PAGE —
Robert Barnett Evnen (born 1952) is an American attorney and Republican politician in the state of Nebraska. He is the 27th Secretary of State of Nebraska, serving since 2019.

Legal career
Evnen graduated from Michigan State University with a bachelor's degree in social science in 1974 and from the University of Southern California's Gould School of Law with a Juris Doctor in 1977. He was a partner at the Lincoln, Nebraska law firm Woods & Aitken, LLP for 32 years, where he practiced labor and employment law.  He is licensed to practice law in Nebraska, Iowa, and California (inactive).

Political career
Evnen served as a member of the State Board of Education, following his appointment by Governor Dave Heineman in 2005 and he was elected to a full term in 2008. He also served as general counsel to the Nebraska Republican Party and as campaign treasurer for U.S. Senator Deb Fischer.

DATA PROVIDED —
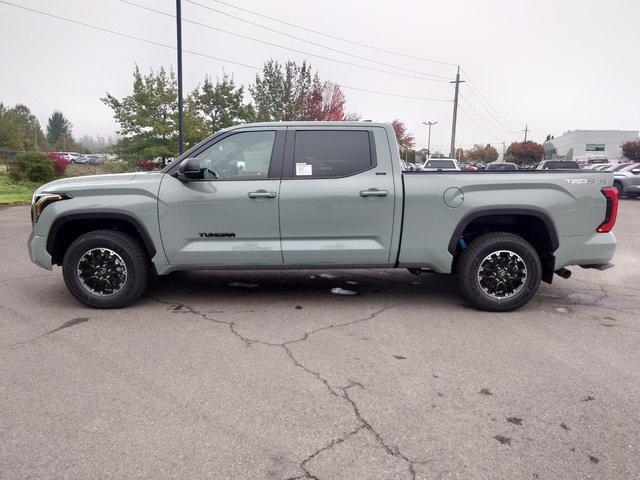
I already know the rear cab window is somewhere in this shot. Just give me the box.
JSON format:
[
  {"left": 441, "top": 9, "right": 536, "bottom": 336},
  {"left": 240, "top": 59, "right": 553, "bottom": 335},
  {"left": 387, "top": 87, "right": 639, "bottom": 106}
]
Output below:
[
  {"left": 424, "top": 160, "right": 456, "bottom": 168},
  {"left": 542, "top": 161, "right": 580, "bottom": 170},
  {"left": 290, "top": 130, "right": 376, "bottom": 179}
]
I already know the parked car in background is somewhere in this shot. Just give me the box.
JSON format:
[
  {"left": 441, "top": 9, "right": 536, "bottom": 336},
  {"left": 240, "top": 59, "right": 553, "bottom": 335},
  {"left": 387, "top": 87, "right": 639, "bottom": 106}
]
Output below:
[
  {"left": 533, "top": 160, "right": 580, "bottom": 170},
  {"left": 485, "top": 162, "right": 518, "bottom": 172},
  {"left": 55, "top": 152, "right": 80, "bottom": 163},
  {"left": 422, "top": 158, "right": 460, "bottom": 172},
  {"left": 613, "top": 163, "right": 640, "bottom": 198},
  {"left": 460, "top": 163, "right": 478, "bottom": 172}
]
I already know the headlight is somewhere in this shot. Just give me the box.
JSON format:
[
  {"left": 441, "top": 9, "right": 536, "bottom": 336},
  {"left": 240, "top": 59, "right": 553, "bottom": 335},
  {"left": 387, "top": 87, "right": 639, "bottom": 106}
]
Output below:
[{"left": 31, "top": 193, "right": 71, "bottom": 223}]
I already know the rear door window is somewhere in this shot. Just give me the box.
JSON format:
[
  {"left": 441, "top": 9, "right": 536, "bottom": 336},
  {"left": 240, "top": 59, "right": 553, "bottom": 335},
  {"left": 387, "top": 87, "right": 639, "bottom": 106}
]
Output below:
[{"left": 292, "top": 130, "right": 375, "bottom": 178}]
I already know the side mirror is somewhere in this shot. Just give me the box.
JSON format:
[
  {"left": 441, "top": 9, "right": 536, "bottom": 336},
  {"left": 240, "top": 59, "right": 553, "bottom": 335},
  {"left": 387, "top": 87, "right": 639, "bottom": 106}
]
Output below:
[{"left": 178, "top": 158, "right": 204, "bottom": 180}]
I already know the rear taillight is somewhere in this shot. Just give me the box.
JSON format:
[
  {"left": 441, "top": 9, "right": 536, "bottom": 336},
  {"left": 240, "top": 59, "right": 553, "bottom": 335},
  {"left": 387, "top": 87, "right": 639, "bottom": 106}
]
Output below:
[{"left": 596, "top": 187, "right": 618, "bottom": 233}]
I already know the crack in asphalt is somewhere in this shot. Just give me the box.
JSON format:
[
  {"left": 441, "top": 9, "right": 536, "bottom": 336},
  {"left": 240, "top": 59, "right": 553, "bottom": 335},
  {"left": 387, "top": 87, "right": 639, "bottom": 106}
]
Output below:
[
  {"left": 147, "top": 295, "right": 428, "bottom": 480},
  {"left": 11, "top": 317, "right": 90, "bottom": 347}
]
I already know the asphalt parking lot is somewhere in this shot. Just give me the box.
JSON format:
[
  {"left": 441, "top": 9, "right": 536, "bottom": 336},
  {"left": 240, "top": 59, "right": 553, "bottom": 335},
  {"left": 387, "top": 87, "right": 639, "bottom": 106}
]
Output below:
[{"left": 0, "top": 200, "right": 640, "bottom": 480}]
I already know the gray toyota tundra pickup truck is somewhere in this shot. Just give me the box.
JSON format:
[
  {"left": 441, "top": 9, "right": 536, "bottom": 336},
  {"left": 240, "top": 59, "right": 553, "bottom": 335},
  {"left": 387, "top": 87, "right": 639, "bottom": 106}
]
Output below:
[{"left": 29, "top": 122, "right": 618, "bottom": 311}]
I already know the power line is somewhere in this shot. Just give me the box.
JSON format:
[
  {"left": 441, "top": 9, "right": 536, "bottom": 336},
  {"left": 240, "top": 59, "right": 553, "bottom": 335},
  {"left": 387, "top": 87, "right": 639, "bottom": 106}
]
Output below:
[
  {"left": 336, "top": 83, "right": 453, "bottom": 103},
  {"left": 0, "top": 0, "right": 260, "bottom": 70},
  {"left": 458, "top": 105, "right": 502, "bottom": 141},
  {"left": 460, "top": 94, "right": 520, "bottom": 133},
  {"left": 462, "top": 69, "right": 520, "bottom": 129},
  {"left": 120, "top": 0, "right": 447, "bottom": 82},
  {"left": 202, "top": 0, "right": 457, "bottom": 67},
  {"left": 159, "top": 0, "right": 449, "bottom": 80},
  {"left": 0, "top": 0, "right": 450, "bottom": 102}
]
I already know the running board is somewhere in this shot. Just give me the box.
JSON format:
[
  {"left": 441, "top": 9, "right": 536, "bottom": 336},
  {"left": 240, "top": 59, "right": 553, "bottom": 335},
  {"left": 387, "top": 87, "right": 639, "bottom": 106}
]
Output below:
[{"left": 580, "top": 263, "right": 613, "bottom": 270}]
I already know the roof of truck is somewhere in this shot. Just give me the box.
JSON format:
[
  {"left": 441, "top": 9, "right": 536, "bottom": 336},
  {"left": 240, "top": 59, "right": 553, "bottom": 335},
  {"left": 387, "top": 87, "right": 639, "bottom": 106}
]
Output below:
[{"left": 225, "top": 121, "right": 391, "bottom": 130}]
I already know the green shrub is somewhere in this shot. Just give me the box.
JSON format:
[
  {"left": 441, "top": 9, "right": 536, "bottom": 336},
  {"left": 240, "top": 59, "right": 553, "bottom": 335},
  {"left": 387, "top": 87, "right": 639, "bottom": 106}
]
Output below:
[{"left": 9, "top": 153, "right": 55, "bottom": 182}]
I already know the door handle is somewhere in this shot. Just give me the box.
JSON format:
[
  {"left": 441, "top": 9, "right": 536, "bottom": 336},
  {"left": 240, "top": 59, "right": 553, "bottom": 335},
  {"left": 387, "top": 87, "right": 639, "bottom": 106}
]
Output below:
[
  {"left": 360, "top": 188, "right": 389, "bottom": 197},
  {"left": 247, "top": 190, "right": 277, "bottom": 198}
]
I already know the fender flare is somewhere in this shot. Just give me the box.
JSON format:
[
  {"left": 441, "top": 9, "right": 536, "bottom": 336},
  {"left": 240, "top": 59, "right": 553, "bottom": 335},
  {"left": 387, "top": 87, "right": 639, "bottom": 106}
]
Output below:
[
  {"left": 47, "top": 212, "right": 157, "bottom": 258},
  {"left": 447, "top": 207, "right": 560, "bottom": 255}
]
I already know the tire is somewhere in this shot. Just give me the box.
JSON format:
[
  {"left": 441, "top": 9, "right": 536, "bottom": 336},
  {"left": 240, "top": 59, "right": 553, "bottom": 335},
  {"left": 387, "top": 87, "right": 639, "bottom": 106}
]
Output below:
[
  {"left": 456, "top": 233, "right": 542, "bottom": 312},
  {"left": 62, "top": 230, "right": 150, "bottom": 308}
]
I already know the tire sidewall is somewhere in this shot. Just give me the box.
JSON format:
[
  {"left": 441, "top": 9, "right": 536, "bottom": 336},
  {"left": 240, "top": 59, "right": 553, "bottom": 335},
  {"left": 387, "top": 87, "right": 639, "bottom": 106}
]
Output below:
[
  {"left": 464, "top": 239, "right": 542, "bottom": 311},
  {"left": 62, "top": 234, "right": 143, "bottom": 308}
]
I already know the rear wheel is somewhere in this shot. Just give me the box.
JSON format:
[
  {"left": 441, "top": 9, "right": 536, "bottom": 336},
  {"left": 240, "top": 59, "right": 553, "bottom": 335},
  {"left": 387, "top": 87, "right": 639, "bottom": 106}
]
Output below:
[
  {"left": 456, "top": 233, "right": 542, "bottom": 312},
  {"left": 62, "top": 230, "right": 149, "bottom": 308}
]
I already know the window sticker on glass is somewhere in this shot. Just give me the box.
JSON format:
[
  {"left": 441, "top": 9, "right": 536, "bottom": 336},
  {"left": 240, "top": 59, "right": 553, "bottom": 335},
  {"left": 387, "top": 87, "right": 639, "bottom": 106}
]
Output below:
[{"left": 296, "top": 163, "right": 313, "bottom": 177}]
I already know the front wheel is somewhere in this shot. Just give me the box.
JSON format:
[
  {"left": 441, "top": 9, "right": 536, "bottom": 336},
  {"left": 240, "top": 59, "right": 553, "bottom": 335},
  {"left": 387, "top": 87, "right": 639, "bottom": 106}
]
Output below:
[
  {"left": 62, "top": 230, "right": 150, "bottom": 308},
  {"left": 456, "top": 233, "right": 542, "bottom": 312}
]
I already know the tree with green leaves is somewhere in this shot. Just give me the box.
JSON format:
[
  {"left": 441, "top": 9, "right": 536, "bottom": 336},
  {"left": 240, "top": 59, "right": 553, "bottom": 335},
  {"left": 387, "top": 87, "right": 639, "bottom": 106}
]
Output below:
[
  {"left": 101, "top": 65, "right": 179, "bottom": 162},
  {"left": 185, "top": 74, "right": 255, "bottom": 145},
  {"left": 504, "top": 140, "right": 544, "bottom": 166},
  {"left": 249, "top": 60, "right": 313, "bottom": 122},
  {"left": 391, "top": 118, "right": 416, "bottom": 160},
  {"left": 47, "top": 110, "right": 73, "bottom": 145},
  {"left": 463, "top": 143, "right": 499, "bottom": 164},
  {"left": 0, "top": 104, "right": 49, "bottom": 151}
]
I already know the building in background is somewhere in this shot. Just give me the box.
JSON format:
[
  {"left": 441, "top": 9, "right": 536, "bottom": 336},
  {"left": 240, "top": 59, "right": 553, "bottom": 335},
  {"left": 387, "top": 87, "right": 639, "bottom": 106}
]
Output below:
[{"left": 543, "top": 130, "right": 638, "bottom": 164}]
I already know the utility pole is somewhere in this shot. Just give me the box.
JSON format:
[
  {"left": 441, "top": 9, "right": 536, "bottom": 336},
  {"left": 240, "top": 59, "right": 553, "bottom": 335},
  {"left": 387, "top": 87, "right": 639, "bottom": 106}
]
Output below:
[
  {"left": 176, "top": 0, "right": 184, "bottom": 155},
  {"left": 449, "top": 65, "right": 464, "bottom": 158},
  {"left": 422, "top": 120, "right": 438, "bottom": 160}
]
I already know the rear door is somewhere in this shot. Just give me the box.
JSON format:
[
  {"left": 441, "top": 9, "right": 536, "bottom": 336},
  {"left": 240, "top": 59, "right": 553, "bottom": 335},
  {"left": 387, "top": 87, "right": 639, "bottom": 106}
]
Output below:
[
  {"left": 158, "top": 127, "right": 286, "bottom": 267},
  {"left": 280, "top": 126, "right": 396, "bottom": 267}
]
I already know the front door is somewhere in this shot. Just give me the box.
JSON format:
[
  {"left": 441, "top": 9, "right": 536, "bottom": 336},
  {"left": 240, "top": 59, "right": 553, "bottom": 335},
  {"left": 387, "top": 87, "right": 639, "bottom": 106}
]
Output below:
[
  {"left": 158, "top": 128, "right": 286, "bottom": 267},
  {"left": 280, "top": 127, "right": 396, "bottom": 267}
]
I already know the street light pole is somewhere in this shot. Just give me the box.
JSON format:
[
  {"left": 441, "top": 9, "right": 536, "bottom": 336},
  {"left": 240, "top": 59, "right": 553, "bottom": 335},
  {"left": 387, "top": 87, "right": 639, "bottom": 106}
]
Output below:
[
  {"left": 422, "top": 121, "right": 438, "bottom": 160},
  {"left": 176, "top": 0, "right": 184, "bottom": 155}
]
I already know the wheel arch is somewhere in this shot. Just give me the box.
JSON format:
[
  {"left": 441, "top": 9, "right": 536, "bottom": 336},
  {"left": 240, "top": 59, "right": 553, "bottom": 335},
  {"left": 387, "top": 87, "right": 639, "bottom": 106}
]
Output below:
[
  {"left": 447, "top": 207, "right": 560, "bottom": 283},
  {"left": 46, "top": 212, "right": 157, "bottom": 265}
]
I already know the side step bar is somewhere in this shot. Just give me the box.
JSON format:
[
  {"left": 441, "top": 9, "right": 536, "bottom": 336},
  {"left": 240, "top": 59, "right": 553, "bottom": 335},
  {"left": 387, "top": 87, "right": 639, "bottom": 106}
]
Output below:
[{"left": 580, "top": 263, "right": 613, "bottom": 270}]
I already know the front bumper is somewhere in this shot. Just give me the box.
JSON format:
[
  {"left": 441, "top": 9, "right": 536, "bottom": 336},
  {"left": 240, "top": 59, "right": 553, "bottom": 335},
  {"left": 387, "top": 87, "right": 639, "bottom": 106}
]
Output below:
[{"left": 28, "top": 231, "right": 52, "bottom": 270}]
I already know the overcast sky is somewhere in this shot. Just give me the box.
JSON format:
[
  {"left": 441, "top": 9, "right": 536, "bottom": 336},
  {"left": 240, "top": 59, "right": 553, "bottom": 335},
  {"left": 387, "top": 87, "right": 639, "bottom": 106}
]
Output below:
[{"left": 0, "top": 0, "right": 640, "bottom": 152}]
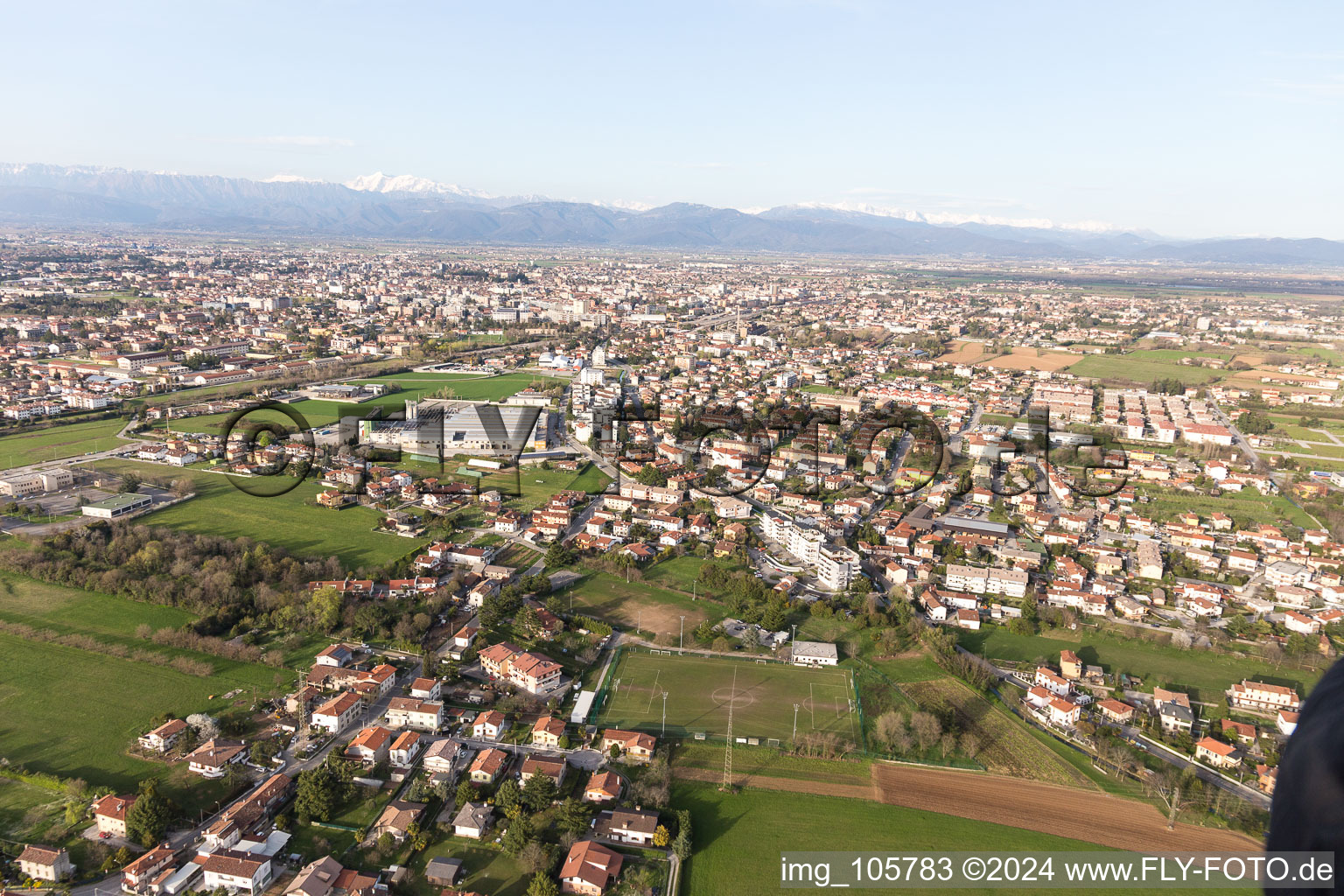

PROBLEMS TO SOLVE —
1 - Using the biography of Robert Evnen, answer the following:
(a) In what year did Evnen receive his Juris Doctor?
(b) Which governor appointed him to the State Board of Education?
(c) Which Secretary of State of Nebraska is he, by number?
2 - List every state in which the biography of Robert Evnen says he is licensed to practice law.
3 - In the biography of Robert Evnen, change "labor and employment law" to "commercial litigation" and give the passage starting at "Robert Barnett Evnen" and ending at "and California (inactive).".
The rows were drawn from a separate source.

RESPONSES TO THE TASKS —
1 -
(a) 1977
(b) Dave Heineman
(c) The 27th

2 - Nebraska, Iowa, California (inactive)

3 -
Robert Barnett Evnen (born 1952) is an American attorney and Republican politician in the state of Nebraska. He is the 27th Secretary of State of Nebraska, serving since 2019.

Legal career
Evnen graduated from Michigan State University with a bachelor's degree in social science in 1974 and from the University of Southern California's Gould School of Law with a Juris Doctor in 1977. He was a partner at the Lincoln, Nebraska law firm Woods & Aitken, LLP for 32 years, where he practiced commercial litigation.  He is licensed to practice law in Nebraska, Iowa, and California (inactive).